Start of TEXT EXCERPT
I mean food wise but just about anything else is easily found online as well. There are hardly any secrets anymore.
One major difference is that during the Great Depression, foods like Doritos, Hamburger Helper and Twinkies weren't available on most store shelves, and home gardens and preserving were considerably more prevalent.
That'd be great if everyone had a computer with internet.
Classic set up either way. I won't give the punch line as it would only get everyone going.
Now as to your question, I actually am pretty well versed in food nutrition, but not everyone is. I'd say 90% Americans don't know what they're eating. And most of them don't know they should know what they're eating. Of course everyone's heard the term Junk Food, but do any of themknow why it's called that? Or they assume the food they're getting is actually food and not just a box of man made chemicals.
So you're saying that everyone can just hop on their computers and find out what they're eating online? That'd be great if everyone had a computer with internet.
Man-made chemicals?! You make it sound like they are producing Soylent Green. :rofl:
One major difference is that during the Great Depression, foods like Doritos, Hamburger Helper and Twinkies weren't available on most store shelves, and home gardens and preserving were considerably more prevalent.
I'll have to send along my raspberry lemonade recipe.
... it is on the package. Pick up package. Read.
They're putting saltpeter in our food too, and not telling us
They're putting saltpeter in our food too, and not telling us
So you approve of having this information on the package. You see its potential value, and feel that consumers who don't read and heed it have only themselves to blame. All well and good.
But do you realize that food manufacturers did everything they could to resist putting such information on packaging? And that the only reason they finally began doing so was because they were forced to -- by government? And that these same food manufacturers do not put the information on their packaging when selling in foreign countries that don't require labeling?
End of TEXT EXCERPT
Start of RECORD SET
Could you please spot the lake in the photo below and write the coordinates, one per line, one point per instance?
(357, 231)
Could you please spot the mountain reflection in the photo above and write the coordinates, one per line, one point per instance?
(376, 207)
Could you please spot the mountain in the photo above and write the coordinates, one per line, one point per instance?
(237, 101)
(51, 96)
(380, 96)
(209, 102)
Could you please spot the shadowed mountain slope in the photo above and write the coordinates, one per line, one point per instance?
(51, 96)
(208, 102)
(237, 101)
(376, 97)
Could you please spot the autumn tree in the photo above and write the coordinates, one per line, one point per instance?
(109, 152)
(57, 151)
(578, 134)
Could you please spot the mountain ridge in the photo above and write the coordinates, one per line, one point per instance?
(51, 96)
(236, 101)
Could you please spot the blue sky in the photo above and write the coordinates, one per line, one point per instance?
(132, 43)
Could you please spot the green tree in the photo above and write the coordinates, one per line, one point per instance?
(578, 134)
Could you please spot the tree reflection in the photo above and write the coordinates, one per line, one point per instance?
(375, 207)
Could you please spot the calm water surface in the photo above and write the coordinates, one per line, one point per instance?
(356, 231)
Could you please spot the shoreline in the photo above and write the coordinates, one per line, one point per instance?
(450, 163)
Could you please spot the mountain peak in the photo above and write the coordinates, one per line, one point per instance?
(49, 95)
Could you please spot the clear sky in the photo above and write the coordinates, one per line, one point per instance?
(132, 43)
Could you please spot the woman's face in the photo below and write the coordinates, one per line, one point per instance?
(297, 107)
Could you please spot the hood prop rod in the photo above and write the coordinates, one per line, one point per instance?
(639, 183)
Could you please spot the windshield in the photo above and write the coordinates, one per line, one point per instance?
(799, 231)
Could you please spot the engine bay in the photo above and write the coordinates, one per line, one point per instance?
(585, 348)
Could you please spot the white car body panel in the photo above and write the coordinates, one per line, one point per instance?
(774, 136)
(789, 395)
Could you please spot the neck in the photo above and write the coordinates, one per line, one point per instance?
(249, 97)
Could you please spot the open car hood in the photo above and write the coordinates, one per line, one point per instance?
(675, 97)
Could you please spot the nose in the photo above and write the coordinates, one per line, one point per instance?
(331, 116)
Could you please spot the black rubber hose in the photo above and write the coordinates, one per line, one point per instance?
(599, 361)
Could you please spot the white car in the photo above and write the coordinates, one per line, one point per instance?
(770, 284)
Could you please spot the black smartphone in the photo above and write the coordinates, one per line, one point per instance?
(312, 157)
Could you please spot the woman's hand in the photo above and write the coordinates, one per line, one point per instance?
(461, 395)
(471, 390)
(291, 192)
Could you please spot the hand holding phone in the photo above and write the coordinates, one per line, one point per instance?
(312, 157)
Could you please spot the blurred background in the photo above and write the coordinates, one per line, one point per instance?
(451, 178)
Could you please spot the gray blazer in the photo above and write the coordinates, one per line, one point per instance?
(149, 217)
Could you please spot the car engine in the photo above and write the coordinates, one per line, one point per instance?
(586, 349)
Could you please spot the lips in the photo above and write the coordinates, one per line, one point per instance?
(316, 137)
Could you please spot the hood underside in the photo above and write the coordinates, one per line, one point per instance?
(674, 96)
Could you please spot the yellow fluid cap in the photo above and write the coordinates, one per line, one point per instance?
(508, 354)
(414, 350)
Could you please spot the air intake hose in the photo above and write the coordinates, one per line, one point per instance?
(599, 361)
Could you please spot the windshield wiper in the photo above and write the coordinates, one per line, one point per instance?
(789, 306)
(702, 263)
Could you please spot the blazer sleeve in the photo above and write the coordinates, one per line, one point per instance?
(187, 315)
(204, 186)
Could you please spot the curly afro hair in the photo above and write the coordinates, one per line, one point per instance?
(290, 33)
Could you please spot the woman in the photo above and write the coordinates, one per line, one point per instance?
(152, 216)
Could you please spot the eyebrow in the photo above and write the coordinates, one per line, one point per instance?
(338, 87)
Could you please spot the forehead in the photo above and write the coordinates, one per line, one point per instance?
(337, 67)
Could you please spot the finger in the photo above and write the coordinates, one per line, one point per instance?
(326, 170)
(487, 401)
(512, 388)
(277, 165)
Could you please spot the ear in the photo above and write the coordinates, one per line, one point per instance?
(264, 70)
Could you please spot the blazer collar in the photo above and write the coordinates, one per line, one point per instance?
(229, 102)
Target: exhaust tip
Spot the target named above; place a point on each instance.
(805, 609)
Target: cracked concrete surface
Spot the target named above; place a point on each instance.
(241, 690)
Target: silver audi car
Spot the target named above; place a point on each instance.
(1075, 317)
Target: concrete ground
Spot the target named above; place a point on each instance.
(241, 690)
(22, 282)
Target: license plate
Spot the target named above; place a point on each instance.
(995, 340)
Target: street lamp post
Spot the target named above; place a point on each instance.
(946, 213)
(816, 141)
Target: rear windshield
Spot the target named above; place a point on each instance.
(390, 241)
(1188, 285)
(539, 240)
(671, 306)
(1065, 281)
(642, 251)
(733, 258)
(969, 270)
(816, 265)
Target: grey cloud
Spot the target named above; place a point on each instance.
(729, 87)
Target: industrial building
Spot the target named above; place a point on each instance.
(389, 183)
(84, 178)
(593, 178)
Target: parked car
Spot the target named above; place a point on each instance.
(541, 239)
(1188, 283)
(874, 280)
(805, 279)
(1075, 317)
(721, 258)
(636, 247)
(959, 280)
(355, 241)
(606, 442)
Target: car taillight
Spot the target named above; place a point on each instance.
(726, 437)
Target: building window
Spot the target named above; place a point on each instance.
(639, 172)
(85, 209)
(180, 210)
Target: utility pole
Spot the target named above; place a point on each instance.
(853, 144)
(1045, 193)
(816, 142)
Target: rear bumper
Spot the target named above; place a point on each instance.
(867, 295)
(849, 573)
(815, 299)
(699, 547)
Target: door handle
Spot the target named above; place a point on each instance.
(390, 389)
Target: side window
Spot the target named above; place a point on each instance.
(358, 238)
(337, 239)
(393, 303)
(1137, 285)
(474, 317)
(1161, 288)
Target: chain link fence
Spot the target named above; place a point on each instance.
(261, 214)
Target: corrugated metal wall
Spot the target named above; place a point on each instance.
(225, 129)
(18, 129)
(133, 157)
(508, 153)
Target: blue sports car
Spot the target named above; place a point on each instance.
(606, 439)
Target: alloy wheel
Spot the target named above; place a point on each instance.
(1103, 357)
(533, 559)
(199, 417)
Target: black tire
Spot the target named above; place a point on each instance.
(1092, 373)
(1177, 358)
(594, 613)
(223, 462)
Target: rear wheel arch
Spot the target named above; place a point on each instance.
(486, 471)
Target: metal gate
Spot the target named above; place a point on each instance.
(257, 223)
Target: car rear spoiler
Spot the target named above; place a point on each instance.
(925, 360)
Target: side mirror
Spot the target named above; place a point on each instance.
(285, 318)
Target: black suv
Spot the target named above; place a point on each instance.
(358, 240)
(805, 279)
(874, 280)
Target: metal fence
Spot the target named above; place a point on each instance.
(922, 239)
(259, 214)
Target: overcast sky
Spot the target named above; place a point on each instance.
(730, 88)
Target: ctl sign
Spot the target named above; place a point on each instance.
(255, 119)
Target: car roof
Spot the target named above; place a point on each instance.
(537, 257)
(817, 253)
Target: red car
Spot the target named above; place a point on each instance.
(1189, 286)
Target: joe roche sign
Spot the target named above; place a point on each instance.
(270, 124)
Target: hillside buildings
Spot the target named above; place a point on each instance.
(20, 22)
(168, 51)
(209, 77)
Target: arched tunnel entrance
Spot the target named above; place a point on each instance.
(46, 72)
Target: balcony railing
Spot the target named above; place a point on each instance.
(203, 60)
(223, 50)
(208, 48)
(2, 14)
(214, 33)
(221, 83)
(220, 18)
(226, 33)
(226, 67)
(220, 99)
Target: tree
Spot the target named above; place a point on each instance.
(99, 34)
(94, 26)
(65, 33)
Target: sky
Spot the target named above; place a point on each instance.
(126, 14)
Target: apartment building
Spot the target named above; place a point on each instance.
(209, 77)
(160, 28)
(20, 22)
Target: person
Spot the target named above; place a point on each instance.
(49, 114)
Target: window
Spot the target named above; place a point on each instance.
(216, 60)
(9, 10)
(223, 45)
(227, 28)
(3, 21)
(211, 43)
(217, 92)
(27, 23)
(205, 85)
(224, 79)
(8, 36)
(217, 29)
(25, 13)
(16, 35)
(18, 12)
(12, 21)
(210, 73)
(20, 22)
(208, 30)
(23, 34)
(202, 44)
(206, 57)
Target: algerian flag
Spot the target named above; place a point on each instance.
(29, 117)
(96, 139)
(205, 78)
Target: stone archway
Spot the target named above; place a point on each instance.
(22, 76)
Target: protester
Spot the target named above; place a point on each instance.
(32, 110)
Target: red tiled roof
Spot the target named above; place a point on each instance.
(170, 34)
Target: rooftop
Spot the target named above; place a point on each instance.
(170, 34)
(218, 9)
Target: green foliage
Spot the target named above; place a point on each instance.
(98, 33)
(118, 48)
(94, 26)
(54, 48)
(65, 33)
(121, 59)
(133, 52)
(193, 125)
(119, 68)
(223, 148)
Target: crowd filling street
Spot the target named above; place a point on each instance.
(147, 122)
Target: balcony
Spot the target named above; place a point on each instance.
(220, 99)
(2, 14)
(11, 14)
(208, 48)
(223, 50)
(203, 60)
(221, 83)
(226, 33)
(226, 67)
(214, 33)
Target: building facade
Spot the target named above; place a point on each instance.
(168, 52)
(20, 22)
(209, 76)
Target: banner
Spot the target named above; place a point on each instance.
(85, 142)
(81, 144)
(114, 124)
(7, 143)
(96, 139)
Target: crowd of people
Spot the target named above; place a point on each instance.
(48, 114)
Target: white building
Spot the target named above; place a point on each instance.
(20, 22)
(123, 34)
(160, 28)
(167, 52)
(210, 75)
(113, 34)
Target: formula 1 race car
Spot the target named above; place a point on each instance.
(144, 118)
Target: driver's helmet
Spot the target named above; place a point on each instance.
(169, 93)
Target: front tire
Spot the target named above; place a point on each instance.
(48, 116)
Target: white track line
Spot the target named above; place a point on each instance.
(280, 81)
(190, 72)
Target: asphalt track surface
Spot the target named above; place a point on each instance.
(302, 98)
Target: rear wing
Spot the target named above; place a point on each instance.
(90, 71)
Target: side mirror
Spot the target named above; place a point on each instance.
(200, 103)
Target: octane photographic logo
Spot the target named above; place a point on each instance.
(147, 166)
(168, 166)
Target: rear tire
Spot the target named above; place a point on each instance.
End of RECORD SET
* _EXERCISE_:
Extend the forum discussion about food labeling and nutrition, starting after its final post. The lines that come after the forum discussion are not needed here.

* _YOUR RESPONSE_:
right. Everyone is lining up at the library. Plus, everyone can read.
Twinkies have no manmade chemicals in them... just all natural...
Enriched Bleached Wheat Flour [Flour, Reduced Iron, B Vitamins (Niacin, Thiamine Mononitrate (B1), Riboflavin (B2), Folic Acid)], Corn Syrup, Sugar, High Fructose Corn Syrup, Water, Partially Hydrogenated Vegetable and/or Animal Shortening (Soybean, Cottonseed and/or Canola Oil, Beef Fat), Whole Eggs, Dextrose. Contains 2% or Less of: Modified Corn Starch, Glucose, Leavenings (Sodium Acid Pyrophosphate, Baking Soda, Monocalcium Phosphate), Sweet Dairy Whey, Soy Protein Isolate, Calcium and Sodium Caseinate, Salt, Mono and Diglycerides, Polysorbate 60, Soy Lecithin, Soy Flour, Cornstarch, Cellulose Gum, Sodium Stearoyl Lactylate, Natural and Artificial Flavors, Sorbic Acid (to Retain Freshness), Yellow 5, Red 40.
I've got a modified corn starch plant in my backyard, right next to the sodium stearoyl lactylate and sodium caseinate tree.
Twinkies not a good example? How about Wonderbread...
Whole wheat flour, water, wheat gluten, high fructose corn syrup, contains 2% of less of: soybean oil, salt, molasses, yeast, mono and diglycerides, exthoxylated mono and diglycerides, dough conditioners (sodium stearoyl lactylate, calcium iodate, calcium dioxide), datem, calcium sulfate, vinegar, yeast nutrient (ammonium sulfate), extracts of malted barley and corn, dicalcium phosphate, diammonium phosphate, calcium propionate (to retain freshness).
I know when I made bread I always use my dicalcium phosphate, datem, and diammonium phosphate. Doesn't everyone?
Just like mom just to make... right?
Isn't it interesting that in these other countries that don't have labeling requirements, they have less of an obesity problem than we do here?
right. Everyone is lining up at the library. Plus, everyone can read.